Portrait of William Cecil, 1st Baron Burghley / National Portrait Gallery, London

So the young queen needed advice, she needed counsel, and it’s the relationship between Elizabeth and those who sought to counsel her that gives the early and most decisive part of her reign its distinctive political flavor. As her sister, Mary, had approached death late in 1558, the nucleus of Elizabeth’s council was already forming. And the central figure amongst those who advised her was William Cecil, later Lord Burghley.

Now Cecil was a somewhat older man; he was in his mid-thirties. He’s nearly always represented in television and film productions about Elizabeth as an old man but he was in his mid-thirties at the beginning of her reign. He was to serve the Queen for no less than forty years and he forged a very close and remarkable partnership with her, which was truly central to the Elizabethan regime. Traditionally, he’s portrayed as highly capable but rather staid, rather dull, perhaps unimaginative, congenitally cautious, a bureaucrat. But as is increasingly appreciated, this was far from being the whole man. Certainly, he was a very good servant of the state and he was a judicious, deliberative person and a prodigiously hard worker. He left behind him masses of papers, many of them in his own hand, which to this day have never been fully explored. He had the habit of working out decisions which had to be taken by setting out the pros and the cons on any question in lists in his personal papers as he worked his way through. He called this “reasoning by question upon a matter uncertain,” and it was derived from the methods he’d learned in his classical education.

**********

▶ Brief A:
Answer these questions from the Cecil passage:
(i) How old was Cecil at the beginning of Elizabeth's reign?
(ii) For how long did he serve the Queen?
(iii) What name did he give to his habit of listing pros and cons on a question?

(Stored dataset items)
**********

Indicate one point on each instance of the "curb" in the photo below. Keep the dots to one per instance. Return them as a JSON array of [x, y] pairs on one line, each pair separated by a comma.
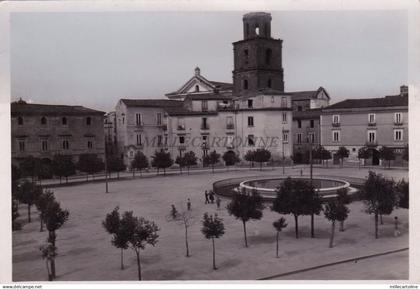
[[332, 264]]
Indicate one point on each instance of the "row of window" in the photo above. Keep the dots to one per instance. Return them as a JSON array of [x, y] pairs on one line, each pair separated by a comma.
[[139, 119], [229, 122], [398, 119], [311, 123], [371, 136], [310, 138], [268, 56], [65, 145], [139, 140], [44, 120]]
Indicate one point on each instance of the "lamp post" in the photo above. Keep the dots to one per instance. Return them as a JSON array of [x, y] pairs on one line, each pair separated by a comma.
[[282, 149], [310, 178], [107, 126]]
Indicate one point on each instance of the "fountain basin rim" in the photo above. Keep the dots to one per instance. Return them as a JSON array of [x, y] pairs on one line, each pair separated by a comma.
[[344, 185]]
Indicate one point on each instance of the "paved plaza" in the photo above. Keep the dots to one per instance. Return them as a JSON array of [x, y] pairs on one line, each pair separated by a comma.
[[85, 251]]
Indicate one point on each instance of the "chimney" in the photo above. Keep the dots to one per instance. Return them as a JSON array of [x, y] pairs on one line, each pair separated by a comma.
[[403, 90]]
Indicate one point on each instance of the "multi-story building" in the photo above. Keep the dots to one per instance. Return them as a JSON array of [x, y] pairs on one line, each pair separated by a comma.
[[370, 122], [306, 121], [110, 132], [41, 130], [204, 115], [142, 126]]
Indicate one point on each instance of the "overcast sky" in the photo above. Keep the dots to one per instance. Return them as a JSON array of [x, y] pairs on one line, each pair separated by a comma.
[[94, 59]]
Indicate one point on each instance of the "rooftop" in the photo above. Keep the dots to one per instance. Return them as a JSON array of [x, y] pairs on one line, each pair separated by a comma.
[[152, 102], [22, 108], [387, 101], [305, 95]]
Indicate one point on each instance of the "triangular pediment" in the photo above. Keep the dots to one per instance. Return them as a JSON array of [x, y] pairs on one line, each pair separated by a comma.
[[196, 84]]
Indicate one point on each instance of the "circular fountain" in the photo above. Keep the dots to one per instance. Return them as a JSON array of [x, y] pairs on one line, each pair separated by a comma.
[[326, 187], [267, 187]]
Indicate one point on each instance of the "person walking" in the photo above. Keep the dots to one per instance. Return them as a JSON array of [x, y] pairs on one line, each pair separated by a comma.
[[396, 230], [218, 201], [188, 204], [211, 196], [207, 197]]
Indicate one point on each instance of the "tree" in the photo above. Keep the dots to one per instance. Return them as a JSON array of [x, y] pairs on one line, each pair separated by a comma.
[[43, 169], [250, 157], [230, 158], [187, 219], [335, 211], [261, 156], [42, 203], [139, 162], [403, 194], [113, 226], [115, 164], [211, 159], [48, 252], [90, 164], [140, 232], [364, 153], [162, 160], [314, 202], [63, 166], [325, 155], [342, 153], [343, 199], [379, 197], [213, 227], [54, 218], [292, 198], [16, 175], [190, 160], [279, 225], [29, 166], [387, 154], [28, 193], [245, 206], [180, 161]]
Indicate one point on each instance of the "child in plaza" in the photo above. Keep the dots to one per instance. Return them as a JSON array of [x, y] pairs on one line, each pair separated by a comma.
[[207, 197], [396, 230], [218, 201], [211, 197]]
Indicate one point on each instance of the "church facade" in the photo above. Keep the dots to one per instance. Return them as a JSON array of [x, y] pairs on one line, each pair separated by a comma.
[[203, 116]]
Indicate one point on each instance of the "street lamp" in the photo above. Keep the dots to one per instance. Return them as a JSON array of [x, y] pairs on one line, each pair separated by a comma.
[[310, 140], [282, 148], [107, 126]]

**********

▶ Brief B:
Count the lines of the listing that contain the string "plaza", treating case as significant. Reply with the number only.

▶ Solution A:
(i) He was in his mid-thirties.
(ii) He served her for no less than forty years.
(iii) He called it "reasoning by question upon a matter uncertain."

▶ Solution B:
2